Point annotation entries
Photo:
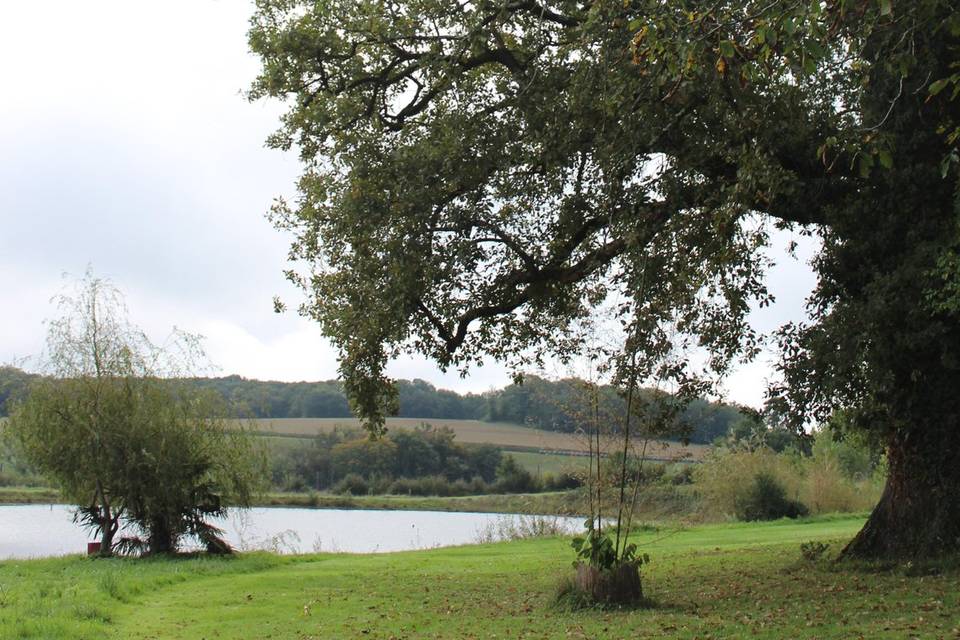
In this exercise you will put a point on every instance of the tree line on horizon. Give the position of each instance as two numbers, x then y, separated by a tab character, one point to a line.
536	402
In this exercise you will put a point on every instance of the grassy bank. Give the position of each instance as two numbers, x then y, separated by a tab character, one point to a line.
659	503
551	503
721	581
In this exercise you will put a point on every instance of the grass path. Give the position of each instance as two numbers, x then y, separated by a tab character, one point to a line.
720	581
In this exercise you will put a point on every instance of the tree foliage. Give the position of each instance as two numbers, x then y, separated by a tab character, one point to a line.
126	447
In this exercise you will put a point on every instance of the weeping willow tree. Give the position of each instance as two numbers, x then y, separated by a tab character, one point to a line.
481	175
134	449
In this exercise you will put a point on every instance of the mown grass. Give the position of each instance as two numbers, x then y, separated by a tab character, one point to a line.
720	581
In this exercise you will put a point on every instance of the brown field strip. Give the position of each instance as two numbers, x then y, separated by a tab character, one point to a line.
478	432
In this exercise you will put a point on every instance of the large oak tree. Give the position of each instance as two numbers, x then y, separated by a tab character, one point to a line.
480	176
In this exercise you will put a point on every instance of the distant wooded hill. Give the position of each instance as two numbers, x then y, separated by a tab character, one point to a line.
540	403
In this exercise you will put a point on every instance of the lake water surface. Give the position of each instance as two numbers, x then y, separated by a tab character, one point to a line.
31	531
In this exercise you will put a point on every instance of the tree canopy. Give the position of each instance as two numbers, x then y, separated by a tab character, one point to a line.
480	177
129	449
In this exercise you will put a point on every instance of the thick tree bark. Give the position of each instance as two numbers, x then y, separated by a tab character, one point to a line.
918	515
161	538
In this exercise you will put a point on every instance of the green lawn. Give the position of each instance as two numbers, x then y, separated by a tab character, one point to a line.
720	581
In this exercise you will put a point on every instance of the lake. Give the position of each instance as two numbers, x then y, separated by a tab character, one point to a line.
32	531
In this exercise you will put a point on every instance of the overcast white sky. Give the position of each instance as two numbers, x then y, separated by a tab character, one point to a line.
125	144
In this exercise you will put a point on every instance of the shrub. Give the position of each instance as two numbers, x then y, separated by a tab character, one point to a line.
767	500
562	482
512	478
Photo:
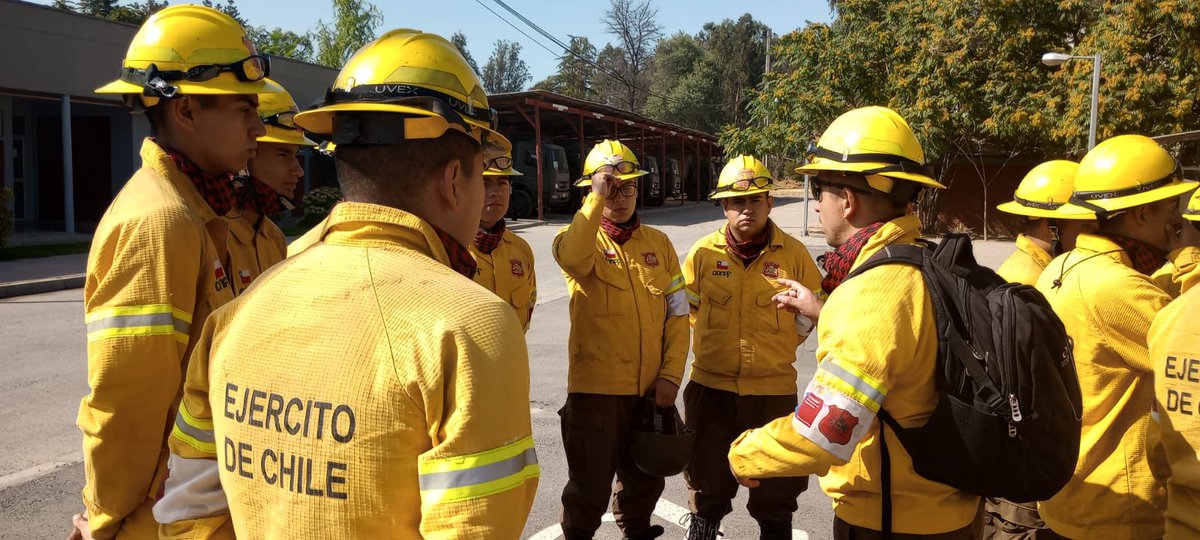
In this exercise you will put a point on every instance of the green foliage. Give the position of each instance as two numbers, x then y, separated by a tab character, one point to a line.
354	25
318	203
505	71
460	42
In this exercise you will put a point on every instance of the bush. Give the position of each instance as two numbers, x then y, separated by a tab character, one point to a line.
318	203
7	220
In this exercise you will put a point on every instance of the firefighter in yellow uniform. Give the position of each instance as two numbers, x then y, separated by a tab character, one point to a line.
1169	276
743	375
256	243
629	339
408	417
1103	293
1175	352
868	167
504	259
1048	232
157	262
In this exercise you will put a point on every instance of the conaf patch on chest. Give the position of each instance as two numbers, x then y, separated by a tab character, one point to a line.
220	280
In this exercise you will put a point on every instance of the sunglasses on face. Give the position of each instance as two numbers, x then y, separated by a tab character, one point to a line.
621	167
499	163
285	120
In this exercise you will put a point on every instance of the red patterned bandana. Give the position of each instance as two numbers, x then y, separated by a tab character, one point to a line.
460	257
257	195
1146	258
838	262
621	233
216	189
747	251
487	240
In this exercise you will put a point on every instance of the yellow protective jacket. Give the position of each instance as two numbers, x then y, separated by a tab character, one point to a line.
1026	263
743	343
1181	262
154	275
1107	307
309	238
508	271
1175	352
629	323
252	250
868	358
408	418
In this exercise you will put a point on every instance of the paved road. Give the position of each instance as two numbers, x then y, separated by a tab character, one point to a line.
43	376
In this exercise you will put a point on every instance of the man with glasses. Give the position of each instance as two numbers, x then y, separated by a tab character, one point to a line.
256	243
877	345
743	375
629	339
157	264
504	259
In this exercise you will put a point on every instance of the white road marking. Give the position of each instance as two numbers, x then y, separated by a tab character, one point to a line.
665	509
36	472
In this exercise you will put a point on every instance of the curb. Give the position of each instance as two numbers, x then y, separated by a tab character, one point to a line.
48	285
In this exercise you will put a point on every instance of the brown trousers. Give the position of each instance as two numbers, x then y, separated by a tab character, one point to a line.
1005	520
595	436
719	417
843	531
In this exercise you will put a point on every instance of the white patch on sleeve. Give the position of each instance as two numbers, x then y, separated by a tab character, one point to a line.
832	419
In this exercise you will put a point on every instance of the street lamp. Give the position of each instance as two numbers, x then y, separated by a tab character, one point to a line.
1057	59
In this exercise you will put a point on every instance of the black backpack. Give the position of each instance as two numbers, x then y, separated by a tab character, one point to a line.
1008	413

### JOB:
Convert all of the entries above into a two-column CSV with the headers instruction and points. Each row should hold one instruction's text and its answer, each in a single quoted field with line breaks replaced by spaces, and the pictures should be left out.

### SOLVED PROBLEM:
instruction,points
"Photo: In this exercise you will put a point on every instance of the tree line on horizon. Give the position of each instance as two numbers, x then y, separated by a tab character, one point to a line.","536	402"
"In this exercise you will put a point on every instance of the grassy bank. Give the position of each instance as two numbers, x then y, separated by a tab character, one point to a line.","659	503 551	503 721	581"
"In this exercise you will put a point on every instance of the grass path. Give the position of each instance as two numbers, x then y, separated by a tab character, one point to a line.","720	581"
"In this exercise you will put a point on every instance of the tree foliage. Give the position of each instance as two numbers, x then y, separated by a tab character, one point to a line.","126	447"
"In this exercise you will put a point on every instance of the weeping willow tree. Give the position of each instance as two numbers, x then y, separated by a tab character, one point to a line.","481	175 134	449"
"In this exercise you will put a point on every instance of the mown grass. Give the position of each instance as two numbers, x then y, separated by a tab character, one point to a line.","720	581"
"In this exercise you will put a point on every instance of the brown field strip. Give the position of each instance as two numbers, x then y, separated by a tab character, one point to a line.","478	432"
"In this exercise you will put a point on every instance of the large oak tree. Give the position of each instance as two numbers, x then y, separated by a tab character, one point to a line.","480	176"
"In this exercise you will put a point on every instance of the distant wooded hill. Give the position of each instance as two numbers, x then y, separated by a tab character, one point to a line.","540	403"
"In this exercise you will put a point on every instance of the lake water surface. Give the position of each instance as two numbers, x then y, separated by a tab character, one point to a line.","31	531"
"In this exercise you will put a point on every instance of the tree canopy. Give the position of each instance as two numbers, x then y, separated by a tab character, one point to a line.","480	177 129	449"
"In this exercise you will put a point on every instance of the thick tree bark. Give the position of each instance as two numbers, x then y, separated by a tab character, one point to a line.","918	515 161	538"
"In this exercise you will put a point on every instance of the green lawn. Give the position of each instance as two numbers, x then y, separated by a tab character, one point to a line.","720	581"
"In this exercise you will put a point on every instance of the lake. Give the position of each instance as two numbers, x then y, separated by a tab character, one point to a line.","32	531"
"In this exercise you will put a point on every instance of the overcast white sky. Give the position of each instance as two numbers, x then y, separated by a tab character, one point to a line.","125	144"
"In this exercise you will put a point on every instance of the shrub. Give the position of each instance as two numbers, x then y, separated by a tab character, one point to a line.","767	500 562	482 512	478"
"Photo: In this exercise you will put a point on every instance of the green foliage. Give the position of each instance as two numbers, x then y, separated by a tab character, one point to a line.","354	25 318	203 505	71 460	42"
"In this exercise you will put a point on every instance of the bush. Give the position of each instance as two numbers, x then y, separated by a tab character, one point to a line.","318	203 7	220"
"In this exercise you will put a point on every instance of the firefighter in yellow uniform. Give the position of each instance as two numbers, x then y, separated by a tab character, one point to a line.","1169	276 743	375 256	243 629	339 408	417 1103	293 1175	352 868	167 504	259 1048	232 157	262"
"In this exercise you will put a point on every instance of the conaf patch on chest. Give the position of each instance as two numbers, x then y, separated by a tab character, one point to a line.","220	280"
"In this exercise you will put a point on every instance of the sunglasses on face. Give the position of each instance as two numbers, x then y, separated by a tab character, one point to a line.","621	167 499	163 285	120"
"In this exercise you will put a point on every instance of the red patterned bandana. Give the position of each instance as two numbers, x then y, separated by a tab character, one point to a line.","460	257 257	195 1146	258 838	262 621	233 216	189 747	251 487	240"
"In this exercise you will put a point on every instance of the yellow protective jacket. Give the position of each instance as two numbers, x then y, separated by a tab character, one point to a line.","1026	263 743	343 1181	262 154	275 1107	307 309	238 508	271 1175	352 629	323 252	250 868	358 408	418"
"In this exercise you will put a point on every instance of the paved road. Give the position of each instance as two numbers, x then y, separated by a tab character, one point to a line.","43	376"
"In this exercise you will put a point on every instance of the man with glasses. Give the position of each instance as two numbers, x then y, separated by a tab character, one point to a line.","256	243 877	345 743	375 629	339 157	264 504	259"
"In this exercise you will put a point on every instance of the white road marking. Give the position of each instance as two numbers, x then y, separated by a tab character, one point to a line.","665	509 36	472"
"In this exercise you will put a point on every instance of the curb. Give the position of each instance as two numbers, x then y, separated by a tab character, one point to a line.","48	285"
"In this exercise you will put a point on every instance of the brown trousers. Give the position of each instance as two numbers, x then y, separated by a tab character, one point to a line.","1005	520 595	436 719	417 843	531"
"In this exercise you will put a point on every instance of the white patch on sleeve. Give the position of each instance as two numbers, x then y, separated by a tab character, one point to a line.","832	419"
"In this exercise you will put a point on every instance of the street lamp. Give the position of each instance as two numbers, x then y, separated by a tab character, one point to a line.","1057	59"
"In this exercise you will put a point on every instance of the black backpack. Give the position of each instance as two numbers, x then y, separated by a tab character, one point to a line.","1008	413"